### TASK TO COMPLETE:
Transcribe verbatim everything from the start of the records down to the line containing "positive clicks: (183, 27)", including that line. Omit the pictures from your transcription.

(Stored items)
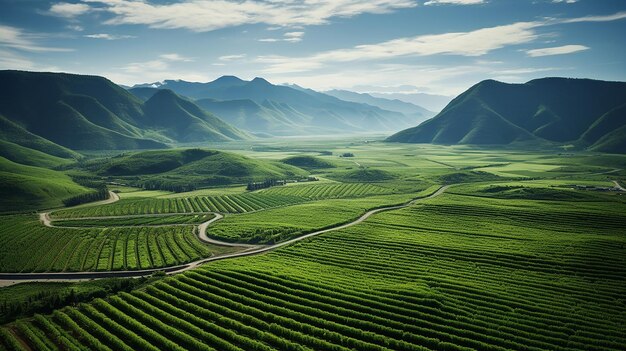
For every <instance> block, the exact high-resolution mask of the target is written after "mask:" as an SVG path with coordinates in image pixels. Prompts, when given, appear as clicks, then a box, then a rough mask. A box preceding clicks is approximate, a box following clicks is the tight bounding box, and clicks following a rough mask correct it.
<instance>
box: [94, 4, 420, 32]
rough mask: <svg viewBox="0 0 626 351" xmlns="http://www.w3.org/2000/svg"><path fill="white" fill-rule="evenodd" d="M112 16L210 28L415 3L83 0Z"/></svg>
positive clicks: (183, 27)
mask: <svg viewBox="0 0 626 351" xmlns="http://www.w3.org/2000/svg"><path fill="white" fill-rule="evenodd" d="M84 1H85V2H90V3H98V4H99V5H100V6H99V7H98V10H100V11H106V12H109V13H111V14H113V15H114V17H113V18H112V19H110V20H108V21H106V22H105V23H106V24H114V25H116V24H144V25H148V26H150V27H153V28H169V29H173V28H186V29H190V30H193V31H197V32H204V31H211V30H216V29H220V28H226V27H233V26H238V25H242V24H254V23H264V24H267V25H270V26H280V27H294V26H305V25H320V24H326V23H328V21H329V19H330V18H332V17H352V16H356V15H359V14H363V13H374V14H380V13H388V12H391V11H393V10H396V9H401V8H409V7H414V6H417V3H416V2H415V0H370V1H362V0H314V1H312V0H286V1H276V0H263V1H252V0H243V1H236V0H214V1H204V0H179V1H176V2H171V3H166V4H157V3H154V2H149V1H141V0H108V1H105V0H84Z"/></svg>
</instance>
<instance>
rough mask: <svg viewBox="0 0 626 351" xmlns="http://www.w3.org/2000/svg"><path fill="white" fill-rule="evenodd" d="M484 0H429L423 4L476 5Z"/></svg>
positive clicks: (484, 2) (482, 2)
mask: <svg viewBox="0 0 626 351" xmlns="http://www.w3.org/2000/svg"><path fill="white" fill-rule="evenodd" d="M485 2H486V1H485V0H430V1H426V2H425V3H424V5H426V6H428V5H442V4H446V5H478V4H484V3H485Z"/></svg>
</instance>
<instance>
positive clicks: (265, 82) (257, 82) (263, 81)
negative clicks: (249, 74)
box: [250, 77, 272, 85]
mask: <svg viewBox="0 0 626 351" xmlns="http://www.w3.org/2000/svg"><path fill="white" fill-rule="evenodd" d="M250 84H258V85H261V84H262V85H272V83H270V82H268V81H267V80H265V79H264V78H261V77H255V78H254V79H253V80H251V81H250Z"/></svg>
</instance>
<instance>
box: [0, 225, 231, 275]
mask: <svg viewBox="0 0 626 351" xmlns="http://www.w3.org/2000/svg"><path fill="white" fill-rule="evenodd" d="M0 226H1V227H0V233H1V236H0V271H2V272H45V271H108V270H132V269H145V268H158V267H165V266H172V265H177V264H181V263H185V262H190V261H194V260H197V259H200V258H203V257H209V256H211V255H215V254H219V253H223V252H227V251H228V249H227V248H223V247H218V246H212V245H207V244H204V243H202V242H200V241H199V240H198V238H197V236H196V234H195V233H194V230H193V228H194V227H193V226H192V225H185V226H173V227H172V226H170V227H127V228H123V227H117V228H106V229H96V228H84V229H65V228H48V227H44V226H43V225H41V223H40V222H39V221H38V220H37V218H36V217H34V216H26V215H16V216H7V217H5V218H3V221H2V222H0ZM15 247H19V248H21V249H20V250H15V249H14V248H15ZM25 253H27V254H25Z"/></svg>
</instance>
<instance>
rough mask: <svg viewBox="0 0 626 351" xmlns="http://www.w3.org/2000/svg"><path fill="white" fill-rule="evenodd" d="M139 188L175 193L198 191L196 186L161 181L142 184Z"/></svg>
mask: <svg viewBox="0 0 626 351" xmlns="http://www.w3.org/2000/svg"><path fill="white" fill-rule="evenodd" d="M139 186H140V187H141V188H143V189H146V190H165V191H172V192H175V193H184V192H187V191H194V190H196V189H197V187H196V185H195V184H189V183H177V182H167V181H163V180H160V179H151V180H147V181H145V182H143V183H141V184H140V185H139Z"/></svg>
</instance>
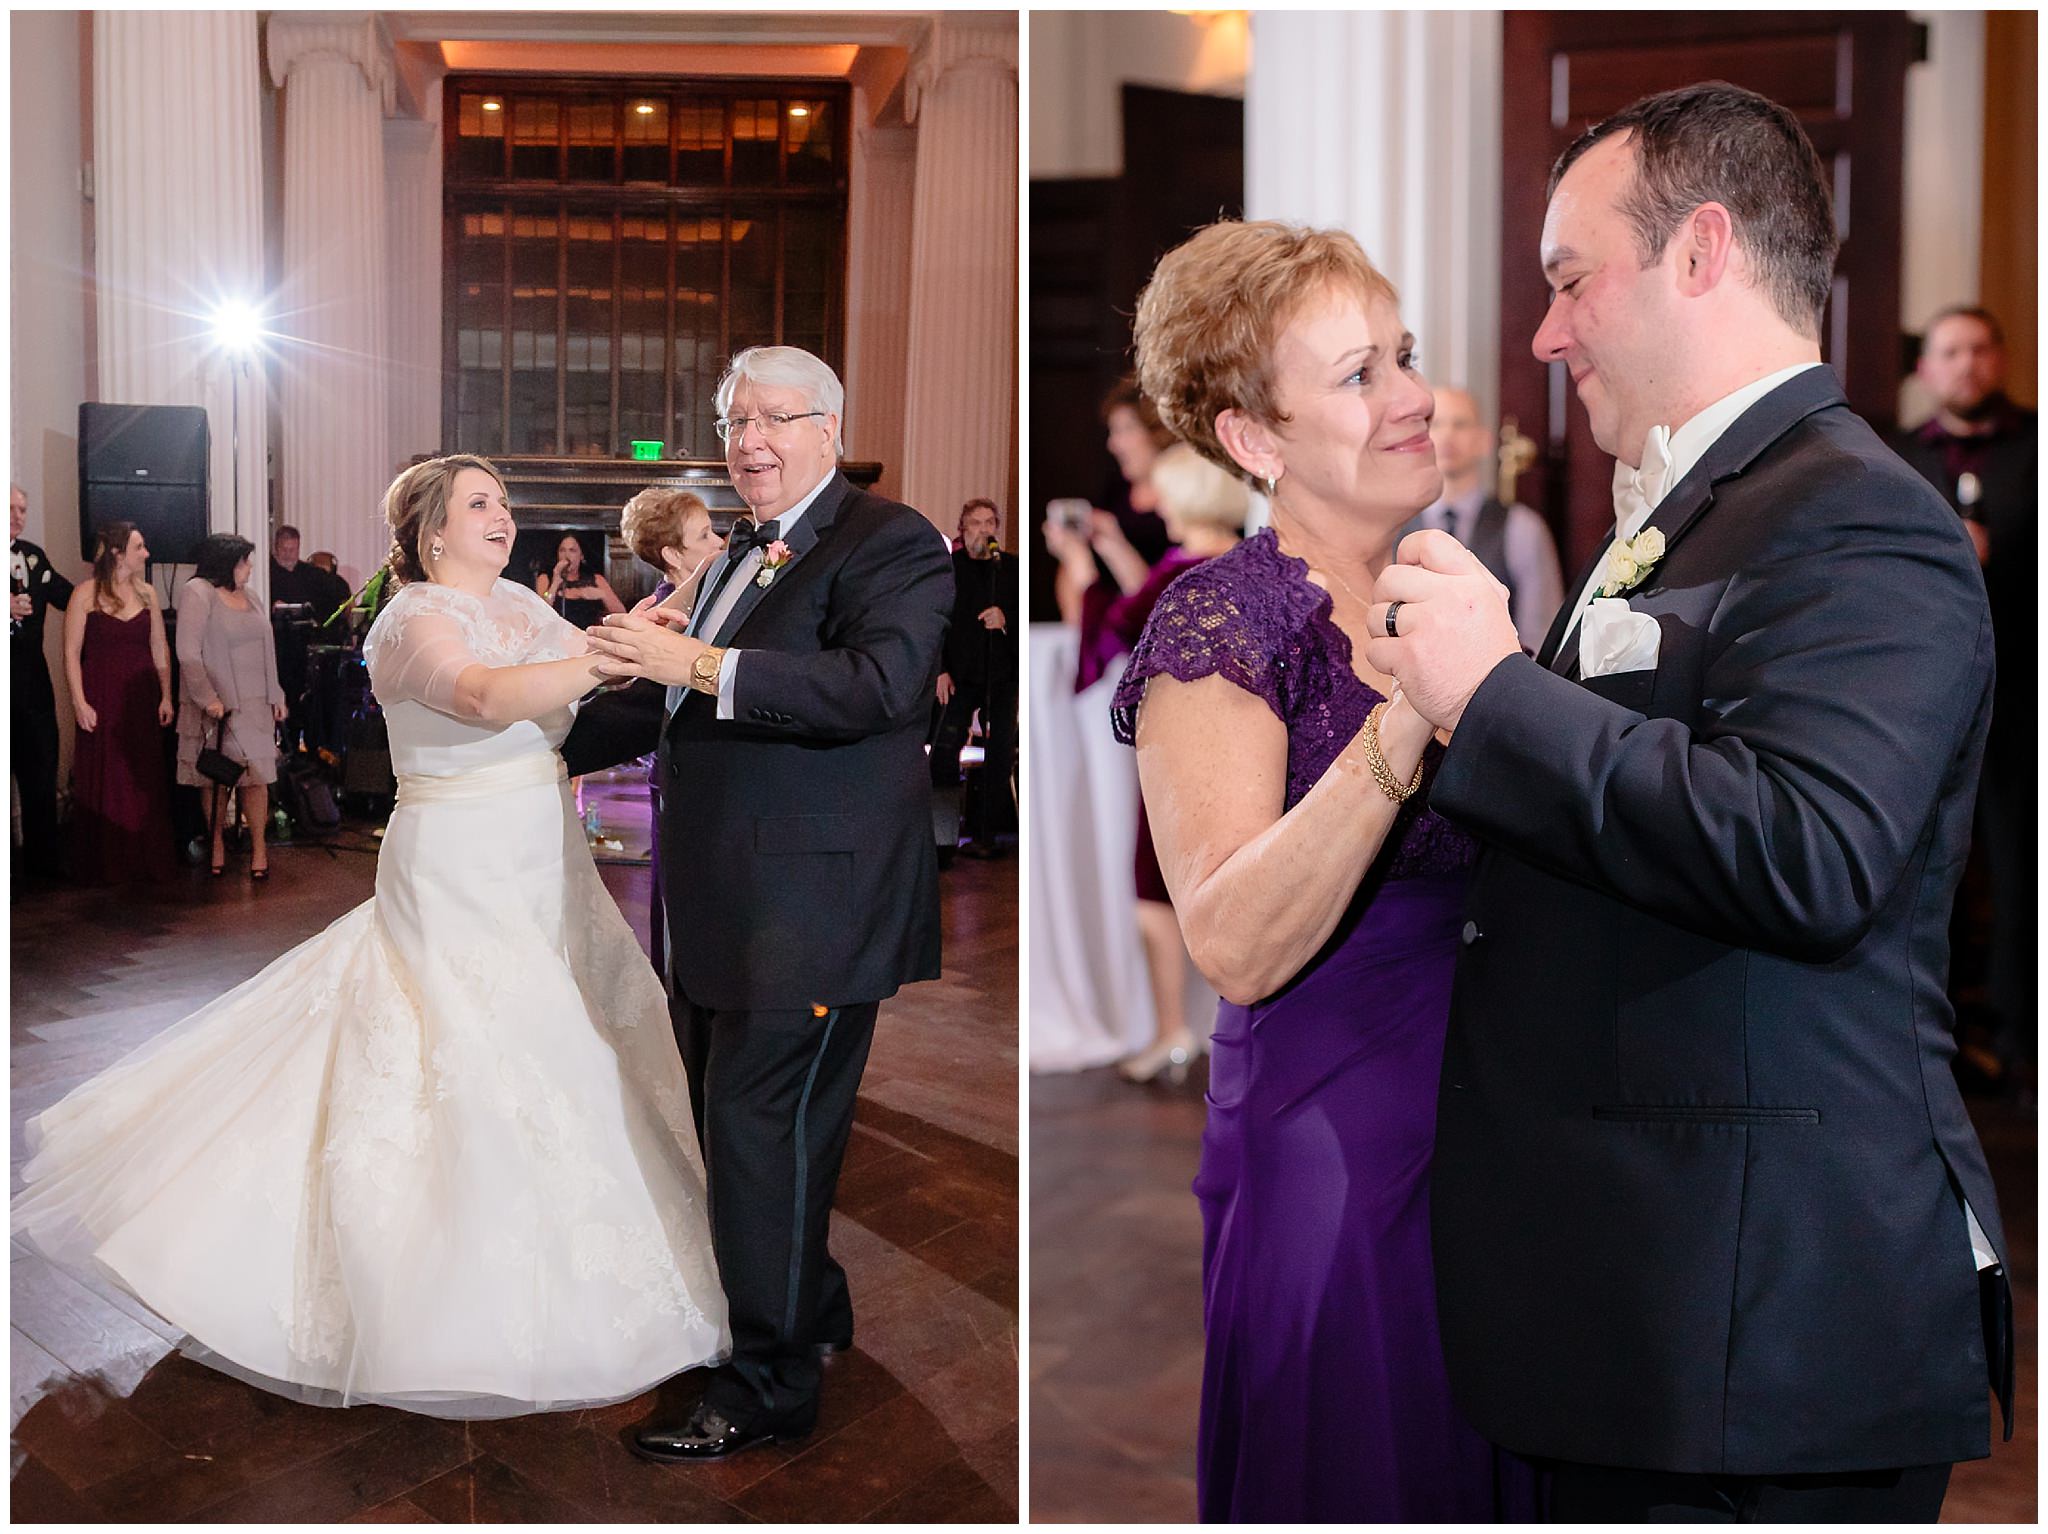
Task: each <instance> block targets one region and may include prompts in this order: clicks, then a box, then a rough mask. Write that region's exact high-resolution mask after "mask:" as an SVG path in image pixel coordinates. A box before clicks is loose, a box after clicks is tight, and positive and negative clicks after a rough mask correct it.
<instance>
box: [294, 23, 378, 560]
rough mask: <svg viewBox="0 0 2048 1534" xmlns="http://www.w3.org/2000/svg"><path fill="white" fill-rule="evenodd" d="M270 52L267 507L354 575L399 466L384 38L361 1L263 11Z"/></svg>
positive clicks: (308, 543)
mask: <svg viewBox="0 0 2048 1534" xmlns="http://www.w3.org/2000/svg"><path fill="white" fill-rule="evenodd" d="M268 55H270V80H272V84H276V86H279V88H281V90H283V92H285V266H283V270H285V279H283V291H281V293H279V303H276V313H279V322H276V328H279V330H281V332H283V340H281V350H283V365H281V369H279V393H281V397H283V422H285V440H283V467H285V473H283V479H285V496H283V506H281V508H279V518H281V520H285V522H291V524H293V526H297V528H299V530H301V535H303V539H305V549H332V551H334V555H336V557H338V559H340V563H342V573H344V576H348V578H350V580H358V582H360V580H362V578H367V576H369V573H371V571H373V569H375V567H377V565H379V563H381V561H383V555H385V551H387V549H389V545H391V539H389V532H387V530H385V524H383V518H381V514H379V504H381V500H383V492H385V487H387V485H389V483H391V475H393V473H395V467H397V465H395V463H393V459H391V451H389V442H391V416H389V401H387V395H389V369H387V346H389V340H387V334H385V307H387V279H385V262H387V260H389V256H387V250H385V158H383V152H385V139H383V119H385V117H387V115H389V113H391V111H393V109H395V104H397V102H395V76H393V72H391V45H389V37H387V35H385V29H383V23H381V20H377V18H375V16H371V14H362V12H358V14H340V12H289V10H274V12H270V25H268Z"/></svg>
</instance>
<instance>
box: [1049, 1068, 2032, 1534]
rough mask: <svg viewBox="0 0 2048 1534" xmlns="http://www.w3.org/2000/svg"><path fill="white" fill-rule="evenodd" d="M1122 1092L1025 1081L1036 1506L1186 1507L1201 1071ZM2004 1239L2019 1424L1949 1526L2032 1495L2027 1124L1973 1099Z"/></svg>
mask: <svg viewBox="0 0 2048 1534" xmlns="http://www.w3.org/2000/svg"><path fill="white" fill-rule="evenodd" d="M1200 1077H1202V1073H1200V1071H1198V1073H1196V1079H1190V1083H1188V1088H1182V1090H1171V1088H1133V1085H1126V1083H1124V1081H1120V1079H1118V1077H1116V1073H1114V1071H1085V1073H1081V1075H1040V1077H1034V1079H1032V1083H1030V1135H1032V1192H1030V1215H1032V1219H1030V1227H1032V1307H1030V1325H1032V1354H1030V1468H1032V1477H1030V1485H1032V1497H1030V1518H1032V1520H1034V1522H1051V1524H1075V1522H1110V1524H1120V1522H1190V1520H1194V1417H1196V1403H1198V1399H1200V1387H1202V1221H1200V1215H1198V1212H1196V1206H1194V1196H1192V1194H1190V1192H1188V1184H1190V1182H1192V1180H1194V1167H1196V1155H1198V1145H1200V1137H1202V1098H1200V1090H1198V1079H1200ZM1970 1116H1972V1118H1974V1120H1976V1131H1978V1135H1982V1139H1985V1151H1987V1153H1989V1157H1991V1169H1993V1176H1995V1178H1997V1184H1999V1204H2001V1210H2003V1215H2005V1231H2007V1237H2009V1241H2011V1245H2013V1268H2015V1272H2013V1290H2015V1303H2017V1305H2015V1319H2017V1333H2019V1384H2017V1403H2015V1405H2017V1413H2015V1415H2017V1421H2015V1432H2013V1442H2011V1444H1995V1446H1993V1454H1991V1458H1989V1460H1972V1462H1968V1464H1958V1466H1956V1475H1954V1481H1952V1483H1950V1493H1948V1503H1946V1505H1944V1507H1942V1522H1944V1524H2032V1522H2034V1507H2036V1485H2034V1481H2036V1452H2038V1448H2036V1446H2038V1419H2036V1417H2038V1411H2036V1397H2038V1393H2036V1376H2038V1370H2036V1362H2038V1311H2036V1288H2038V1270H2036V1151H2034V1141H2036V1124H2034V1118H2032V1116H2030V1114H2028V1116H2023V1114H2019V1112H2017V1110H2013V1108H2007V1106H2003V1104H1995V1102H1987V1100H1972V1102H1970Z"/></svg>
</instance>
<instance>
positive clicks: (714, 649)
mask: <svg viewBox="0 0 2048 1534" xmlns="http://www.w3.org/2000/svg"><path fill="white" fill-rule="evenodd" d="M723 659H725V651H723V649H719V647H717V645H705V653H702V655H698V657H696V659H694V662H690V686H694V688H696V690H698V692H709V694H711V696H719V664H721V662H723Z"/></svg>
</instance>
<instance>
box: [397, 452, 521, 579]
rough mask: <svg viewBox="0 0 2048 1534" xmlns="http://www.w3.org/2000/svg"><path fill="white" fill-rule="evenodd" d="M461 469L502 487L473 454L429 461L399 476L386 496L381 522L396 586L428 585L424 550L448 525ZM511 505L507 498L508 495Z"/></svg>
mask: <svg viewBox="0 0 2048 1534" xmlns="http://www.w3.org/2000/svg"><path fill="white" fill-rule="evenodd" d="M463 469H481V471H483V473H487V475H489V477H492V479H496V481H498V489H504V487H506V481H504V475H502V473H498V467H496V465H494V463H492V461H489V459H479V457H477V455H475V453H451V455H449V457H444V459H428V461H426V463H416V465H412V467H410V469H403V471H399V477H397V479H393V481H391V489H387V492H385V522H387V524H389V528H391V553H389V555H387V557H385V563H387V565H389V567H391V573H393V576H397V580H399V584H406V582H416V580H432V576H428V563H430V561H428V557H426V551H428V545H432V543H434V535H436V532H440V528H444V526H446V524H449V496H451V494H453V489H455V475H459V473H461V471H463ZM506 500H510V494H508V496H506Z"/></svg>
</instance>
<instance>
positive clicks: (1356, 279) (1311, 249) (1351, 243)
mask: <svg viewBox="0 0 2048 1534" xmlns="http://www.w3.org/2000/svg"><path fill="white" fill-rule="evenodd" d="M1325 293H1343V295H1350V297H1356V299H1358V301H1360V303H1366V301H1370V299H1386V301H1389V303H1399V297H1397V295H1395V285H1393V283H1389V281H1386V279H1384V276H1382V274H1380V270H1378V268H1376V266H1374V264H1372V262H1370V260H1366V252H1364V250H1360V246H1358V242H1356V240H1354V238H1352V236H1348V233H1346V231H1343V229H1305V227H1303V225H1298V223H1276V221H1270V219H1268V221H1257V223H1237V221H1225V223H1210V225H1208V227H1206V229H1200V231H1196V233H1194V236H1192V238H1190V240H1186V242H1184V244H1180V246H1176V248H1174V250H1169V252H1167V254H1165V256H1161V258H1159V264H1157V266H1155V268H1153V276H1151V283H1147V285H1145V293H1143V295H1141V297H1139V317H1137V326H1135V340H1137V356H1139V387H1141V389H1143V391H1145V395H1147V397H1149V399H1151V401H1153V403H1155V406H1157V408H1159V416H1161V420H1165V424H1167V428H1169V430H1171V432H1174V434H1176V436H1180V438H1182V440H1186V442H1190V444H1192V446H1194V449H1196V451H1198V453H1200V455H1202V457H1204V459H1208V461H1210V463H1217V465H1221V467H1223V469H1229V471H1231V473H1233V475H1237V477H1241V479H1247V481H1249V479H1253V475H1249V473H1245V469H1241V467H1239V463H1237V459H1233V457H1231V455H1229V451H1227V449H1225V446H1223V442H1221V440H1219V438H1217V416H1221V414H1223V412H1225V410H1241V412H1245V414H1247V416H1251V418H1253V420H1260V422H1266V424H1268V426H1282V424H1286V416H1284V414H1282V412H1280V403H1278V401H1276V399H1274V383H1272V348H1274V340H1278V336H1280V332H1282V330H1286V326H1288V322H1290V319H1292V317H1294V315H1296V311H1300V307H1303V305H1307V303H1311V301H1313V299H1319V297H1323V295H1325Z"/></svg>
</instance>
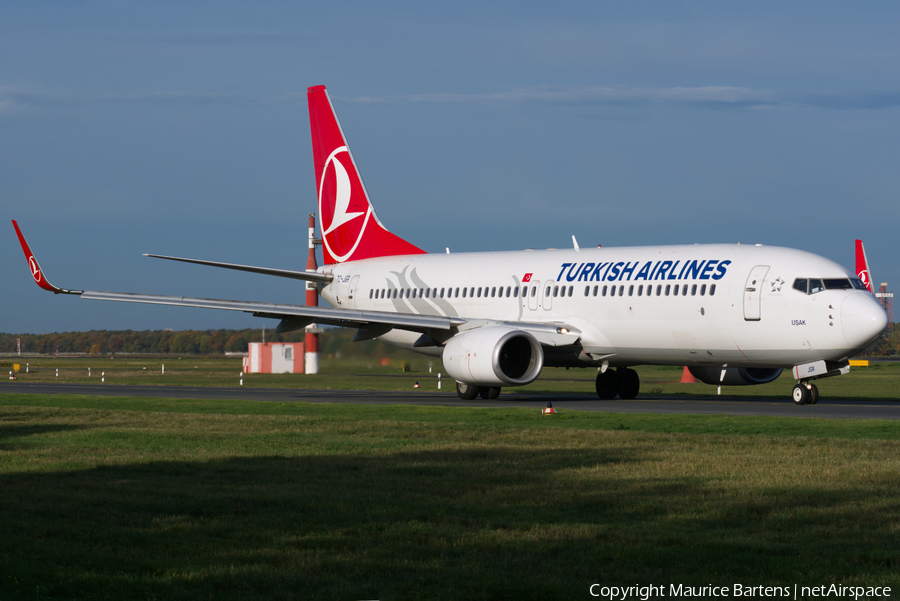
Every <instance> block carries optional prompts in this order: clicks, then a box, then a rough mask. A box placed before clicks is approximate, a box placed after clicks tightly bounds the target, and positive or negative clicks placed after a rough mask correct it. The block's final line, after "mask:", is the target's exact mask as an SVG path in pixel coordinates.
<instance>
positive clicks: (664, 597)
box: [590, 584, 891, 601]
mask: <svg viewBox="0 0 900 601" xmlns="http://www.w3.org/2000/svg"><path fill="white" fill-rule="evenodd" d="M590 593H591V597H599V598H601V599H609V600H610V601H632V600H636V599H640V601H648V600H649V599H677V598H679V597H698V598H704V597H706V598H710V597H724V598H728V599H765V598H769V597H776V598H781V599H793V600H797V599H818V598H823V599H824V598H829V597H831V598H842V599H854V601H856V600H858V599H882V598H888V597H890V596H891V587H889V586H846V585H843V584H819V585H814V586H806V585H802V584H794V585H787V586H748V585H745V584H733V585H731V586H714V585H712V584H707V585H705V586H691V585H686V584H669V585H665V584H647V585H643V586H642V585H638V584H635V585H634V586H604V585H602V584H592V585H591V587H590Z"/></svg>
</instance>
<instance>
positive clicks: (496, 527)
mask: <svg viewBox="0 0 900 601" xmlns="http://www.w3.org/2000/svg"><path fill="white" fill-rule="evenodd" d="M116 361H118V360H116ZM182 361H185V360H182ZM192 364H193V363H192ZM188 369H189V370H190V369H193V367H190V368H188ZM198 369H200V368H199V367H198ZM141 371H143V370H141ZM168 371H169V369H168V366H167V372H168ZM883 371H884V370H883ZM176 373H177V372H176ZM235 373H236V372H235ZM867 373H869V374H870V375H871V374H874V373H875V372H874V371H872V372H867ZM889 373H890V372H889ZM29 375H30V374H29ZM847 377H848V378H849V377H851V376H847ZM839 379H842V378H836V380H839ZM166 383H170V382H166ZM898 470H900V424H898V423H896V422H887V421H879V420H861V421H852V420H814V419H778V418H765V417H729V416H679V415H648V414H643V415H629V414H603V413H589V412H577V411H571V412H566V413H564V414H562V415H559V416H556V417H553V418H542V417H541V416H539V415H537V413H536V412H534V411H533V410H525V409H472V408H436V407H412V406H402V407H401V406H360V405H356V406H354V405H328V404H303V403H291V404H273V403H252V402H243V401H197V400H177V399H171V400H167V399H142V398H118V397H103V398H101V397H62V396H50V395H48V396H40V395H15V394H2V388H0V532H2V536H0V580H2V581H0V599H3V600H6V599H578V598H583V599H588V598H591V597H590V595H589V594H588V588H589V586H590V585H591V584H593V583H600V584H603V585H619V586H629V585H634V584H651V583H652V584H665V585H668V583H675V584H678V583H684V584H689V585H695V586H701V585H708V584H710V583H712V584H722V585H728V586H731V585H733V584H735V583H741V584H744V585H747V586H756V585H781V586H793V584H794V583H799V584H801V585H804V584H805V585H812V586H815V585H819V584H831V583H837V584H844V585H865V586H875V585H879V586H892V587H893V589H894V591H900V555H898V553H897V541H898V540H900V479H898V478H897V474H898ZM895 594H896V593H895Z"/></svg>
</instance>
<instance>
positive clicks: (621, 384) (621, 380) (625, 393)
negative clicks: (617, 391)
mask: <svg viewBox="0 0 900 601" xmlns="http://www.w3.org/2000/svg"><path fill="white" fill-rule="evenodd" d="M617 375H618V376H619V397H620V398H623V399H634V398H637V395H638V392H640V391H641V377H640V376H639V375H637V372H636V371H634V370H633V369H620V370H619V371H618V372H617Z"/></svg>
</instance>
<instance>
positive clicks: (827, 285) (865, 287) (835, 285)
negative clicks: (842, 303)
mask: <svg viewBox="0 0 900 601" xmlns="http://www.w3.org/2000/svg"><path fill="white" fill-rule="evenodd" d="M793 288H794V290H798V291H800V292H803V293H805V294H815V293H817V292H822V291H823V290H852V289H854V288H856V289H857V290H867V288H866V285H865V284H863V283H862V281H860V280H859V279H858V278H827V279H821V280H818V279H812V280H811V279H807V278H797V279H796V280H794V286H793Z"/></svg>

### RESPONSE TO THIS TASK:
For every <instance> block, the exact high-resolution mask of the target is written after "mask:" as an SVG path with coordinates in image pixels. Prompts, when given, appear as clicks, then a box, then a rough mask. A box preceding clicks is approximate, a box following clicks is the tight bounding box, and clicks following a rough mask correct it.
<instance>
box: [94, 4, 420, 32]
rough mask: <svg viewBox="0 0 626 351" xmlns="http://www.w3.org/2000/svg"><path fill="white" fill-rule="evenodd" d="M112 16L210 28L415 3L83 0Z"/></svg>
positive clicks: (183, 27)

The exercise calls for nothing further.